TASK BRIEF: Write out, word for word, every line from the one where "the outrigger float?" occurs to the final line of the entries, and nothing beyond them.

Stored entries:
%%

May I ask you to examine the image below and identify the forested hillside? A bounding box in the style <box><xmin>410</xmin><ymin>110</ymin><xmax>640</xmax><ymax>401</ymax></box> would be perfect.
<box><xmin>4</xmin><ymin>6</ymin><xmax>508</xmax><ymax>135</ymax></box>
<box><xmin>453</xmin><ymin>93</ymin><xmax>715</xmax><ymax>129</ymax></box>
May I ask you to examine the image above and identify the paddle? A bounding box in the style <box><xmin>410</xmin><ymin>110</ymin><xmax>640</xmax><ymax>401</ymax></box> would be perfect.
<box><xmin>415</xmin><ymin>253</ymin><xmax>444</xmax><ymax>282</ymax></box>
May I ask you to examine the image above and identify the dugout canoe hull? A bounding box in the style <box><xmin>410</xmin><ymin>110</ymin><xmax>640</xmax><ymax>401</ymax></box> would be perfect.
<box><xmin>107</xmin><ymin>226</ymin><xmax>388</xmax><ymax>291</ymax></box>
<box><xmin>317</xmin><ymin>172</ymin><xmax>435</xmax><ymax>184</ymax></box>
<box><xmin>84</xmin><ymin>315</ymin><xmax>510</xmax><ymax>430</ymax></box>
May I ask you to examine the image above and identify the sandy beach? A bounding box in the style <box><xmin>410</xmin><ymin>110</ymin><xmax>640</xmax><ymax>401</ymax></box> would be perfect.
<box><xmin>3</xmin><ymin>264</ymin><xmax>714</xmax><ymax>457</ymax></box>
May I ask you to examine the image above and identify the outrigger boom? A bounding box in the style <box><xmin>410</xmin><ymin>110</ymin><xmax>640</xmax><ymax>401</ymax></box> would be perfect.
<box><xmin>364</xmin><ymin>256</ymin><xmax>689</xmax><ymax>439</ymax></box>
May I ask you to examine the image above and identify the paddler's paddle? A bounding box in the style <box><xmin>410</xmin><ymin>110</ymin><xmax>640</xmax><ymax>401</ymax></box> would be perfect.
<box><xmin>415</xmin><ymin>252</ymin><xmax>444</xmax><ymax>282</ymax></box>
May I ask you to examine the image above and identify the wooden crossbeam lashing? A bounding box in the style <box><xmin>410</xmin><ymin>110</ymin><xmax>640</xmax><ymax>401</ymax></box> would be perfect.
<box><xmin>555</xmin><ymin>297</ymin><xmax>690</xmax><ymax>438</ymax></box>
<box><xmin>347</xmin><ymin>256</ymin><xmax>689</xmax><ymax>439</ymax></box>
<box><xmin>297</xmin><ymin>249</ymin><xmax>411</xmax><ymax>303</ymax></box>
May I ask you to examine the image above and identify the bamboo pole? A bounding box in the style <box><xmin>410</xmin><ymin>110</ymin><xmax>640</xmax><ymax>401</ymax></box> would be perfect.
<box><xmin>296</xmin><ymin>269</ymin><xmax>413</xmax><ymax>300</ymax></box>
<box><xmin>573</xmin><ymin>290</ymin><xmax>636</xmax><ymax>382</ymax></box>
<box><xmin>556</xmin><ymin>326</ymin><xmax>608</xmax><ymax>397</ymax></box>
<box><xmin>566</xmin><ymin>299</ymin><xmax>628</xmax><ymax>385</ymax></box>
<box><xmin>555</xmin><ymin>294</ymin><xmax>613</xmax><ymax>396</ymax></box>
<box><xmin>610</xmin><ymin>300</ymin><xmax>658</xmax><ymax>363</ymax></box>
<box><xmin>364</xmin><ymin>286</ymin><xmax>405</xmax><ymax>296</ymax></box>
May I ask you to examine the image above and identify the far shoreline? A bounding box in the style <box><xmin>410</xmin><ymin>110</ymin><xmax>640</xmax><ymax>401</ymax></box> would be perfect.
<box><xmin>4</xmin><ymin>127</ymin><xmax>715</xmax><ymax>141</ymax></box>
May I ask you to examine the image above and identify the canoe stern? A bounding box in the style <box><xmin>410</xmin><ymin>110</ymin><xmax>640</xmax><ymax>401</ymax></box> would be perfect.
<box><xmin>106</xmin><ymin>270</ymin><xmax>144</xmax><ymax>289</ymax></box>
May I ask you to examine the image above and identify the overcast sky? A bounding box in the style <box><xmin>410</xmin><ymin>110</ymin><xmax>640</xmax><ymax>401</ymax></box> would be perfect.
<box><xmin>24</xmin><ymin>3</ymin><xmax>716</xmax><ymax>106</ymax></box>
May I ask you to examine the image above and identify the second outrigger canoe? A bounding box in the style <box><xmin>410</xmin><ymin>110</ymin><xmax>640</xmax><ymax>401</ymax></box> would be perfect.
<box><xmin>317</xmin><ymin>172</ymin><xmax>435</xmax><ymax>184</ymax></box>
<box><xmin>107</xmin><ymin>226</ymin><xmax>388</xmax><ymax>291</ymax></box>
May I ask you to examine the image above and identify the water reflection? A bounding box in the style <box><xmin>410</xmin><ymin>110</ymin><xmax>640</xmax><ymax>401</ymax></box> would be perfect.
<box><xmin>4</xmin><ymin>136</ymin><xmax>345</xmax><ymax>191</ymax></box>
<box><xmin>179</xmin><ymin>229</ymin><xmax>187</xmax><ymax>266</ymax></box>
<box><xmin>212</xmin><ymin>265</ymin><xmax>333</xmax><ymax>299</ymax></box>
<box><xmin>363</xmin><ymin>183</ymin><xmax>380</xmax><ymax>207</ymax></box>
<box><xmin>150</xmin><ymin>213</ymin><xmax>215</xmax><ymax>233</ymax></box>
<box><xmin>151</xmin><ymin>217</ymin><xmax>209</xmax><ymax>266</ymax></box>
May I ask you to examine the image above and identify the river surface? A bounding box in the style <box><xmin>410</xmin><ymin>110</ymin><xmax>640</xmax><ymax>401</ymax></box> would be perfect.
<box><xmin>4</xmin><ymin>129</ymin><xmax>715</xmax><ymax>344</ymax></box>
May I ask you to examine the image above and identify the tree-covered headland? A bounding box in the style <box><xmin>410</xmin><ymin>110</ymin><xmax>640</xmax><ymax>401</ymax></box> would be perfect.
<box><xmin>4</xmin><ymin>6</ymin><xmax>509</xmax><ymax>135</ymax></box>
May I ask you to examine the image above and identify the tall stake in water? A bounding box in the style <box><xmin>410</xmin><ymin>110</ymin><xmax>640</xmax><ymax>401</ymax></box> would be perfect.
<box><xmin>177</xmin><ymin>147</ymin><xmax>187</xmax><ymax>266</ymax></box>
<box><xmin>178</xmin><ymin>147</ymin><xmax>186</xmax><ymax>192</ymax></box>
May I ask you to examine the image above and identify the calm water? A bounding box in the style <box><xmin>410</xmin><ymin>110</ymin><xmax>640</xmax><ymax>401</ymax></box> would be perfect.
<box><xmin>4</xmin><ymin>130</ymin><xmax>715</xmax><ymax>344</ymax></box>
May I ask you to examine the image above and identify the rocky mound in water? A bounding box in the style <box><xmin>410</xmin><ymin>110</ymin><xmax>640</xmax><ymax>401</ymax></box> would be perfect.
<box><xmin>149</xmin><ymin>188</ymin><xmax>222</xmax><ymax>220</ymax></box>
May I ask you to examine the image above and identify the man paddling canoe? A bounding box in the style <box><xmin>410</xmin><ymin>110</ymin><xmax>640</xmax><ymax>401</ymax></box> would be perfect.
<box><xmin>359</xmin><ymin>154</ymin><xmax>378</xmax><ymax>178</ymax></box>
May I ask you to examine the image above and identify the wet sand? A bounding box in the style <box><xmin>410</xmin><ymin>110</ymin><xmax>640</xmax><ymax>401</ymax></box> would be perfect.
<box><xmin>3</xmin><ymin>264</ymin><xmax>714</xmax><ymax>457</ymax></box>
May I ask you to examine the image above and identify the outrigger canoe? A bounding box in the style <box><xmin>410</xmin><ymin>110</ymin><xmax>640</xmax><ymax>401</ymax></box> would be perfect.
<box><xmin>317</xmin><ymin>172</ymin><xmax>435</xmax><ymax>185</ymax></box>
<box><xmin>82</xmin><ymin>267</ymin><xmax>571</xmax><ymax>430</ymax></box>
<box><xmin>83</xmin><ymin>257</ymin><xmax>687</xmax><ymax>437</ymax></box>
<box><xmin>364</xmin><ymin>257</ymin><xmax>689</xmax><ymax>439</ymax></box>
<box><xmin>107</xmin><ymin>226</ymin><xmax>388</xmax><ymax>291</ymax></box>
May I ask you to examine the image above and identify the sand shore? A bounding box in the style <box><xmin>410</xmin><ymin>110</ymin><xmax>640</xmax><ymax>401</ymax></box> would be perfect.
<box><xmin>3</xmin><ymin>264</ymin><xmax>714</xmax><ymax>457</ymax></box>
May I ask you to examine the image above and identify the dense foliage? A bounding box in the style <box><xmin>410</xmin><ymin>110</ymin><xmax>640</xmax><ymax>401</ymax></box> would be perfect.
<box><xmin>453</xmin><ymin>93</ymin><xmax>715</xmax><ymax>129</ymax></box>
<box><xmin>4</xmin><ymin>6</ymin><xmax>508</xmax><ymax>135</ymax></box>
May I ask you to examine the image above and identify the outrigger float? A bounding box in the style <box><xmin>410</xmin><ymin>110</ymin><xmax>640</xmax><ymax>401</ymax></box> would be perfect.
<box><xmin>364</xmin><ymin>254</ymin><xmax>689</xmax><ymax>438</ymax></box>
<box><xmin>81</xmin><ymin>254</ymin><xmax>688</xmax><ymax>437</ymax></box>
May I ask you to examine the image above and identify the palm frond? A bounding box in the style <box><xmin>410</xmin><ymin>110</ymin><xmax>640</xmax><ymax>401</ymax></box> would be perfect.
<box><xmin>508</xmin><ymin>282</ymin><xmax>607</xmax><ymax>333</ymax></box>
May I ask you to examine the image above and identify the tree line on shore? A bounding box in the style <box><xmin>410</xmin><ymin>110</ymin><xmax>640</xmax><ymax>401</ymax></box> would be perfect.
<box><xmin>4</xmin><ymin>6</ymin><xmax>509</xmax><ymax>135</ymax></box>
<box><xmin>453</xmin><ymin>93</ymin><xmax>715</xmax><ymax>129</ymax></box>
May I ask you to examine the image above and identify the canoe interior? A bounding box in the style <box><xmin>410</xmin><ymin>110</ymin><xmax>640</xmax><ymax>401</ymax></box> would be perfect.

%%

SOLUTION TO THIS TASK:
May I ask you to examine the image above and identify the outrigger float? A bounding box in the style <box><xmin>410</xmin><ymin>110</ymin><xmax>640</xmax><ymax>401</ymax></box> would be perfect.
<box><xmin>364</xmin><ymin>254</ymin><xmax>689</xmax><ymax>438</ymax></box>
<box><xmin>81</xmin><ymin>254</ymin><xmax>688</xmax><ymax>437</ymax></box>
May I ask you to examine the image above and identify the palm frond? A bounding box in the style <box><xmin>410</xmin><ymin>110</ymin><xmax>640</xmax><ymax>401</ymax></box> would be perfect.
<box><xmin>508</xmin><ymin>282</ymin><xmax>607</xmax><ymax>333</ymax></box>
May I ask you to examine the image above and identify the tree line on shore? A bounding box in the style <box><xmin>410</xmin><ymin>110</ymin><xmax>640</xmax><ymax>401</ymax></box> would be perfect.
<box><xmin>4</xmin><ymin>6</ymin><xmax>509</xmax><ymax>135</ymax></box>
<box><xmin>453</xmin><ymin>93</ymin><xmax>715</xmax><ymax>129</ymax></box>
May I ask you to examine the image above and identify the canoe interior? A bounding box in the style <box><xmin>410</xmin><ymin>110</ymin><xmax>640</xmax><ymax>401</ymax></box> would be perfect.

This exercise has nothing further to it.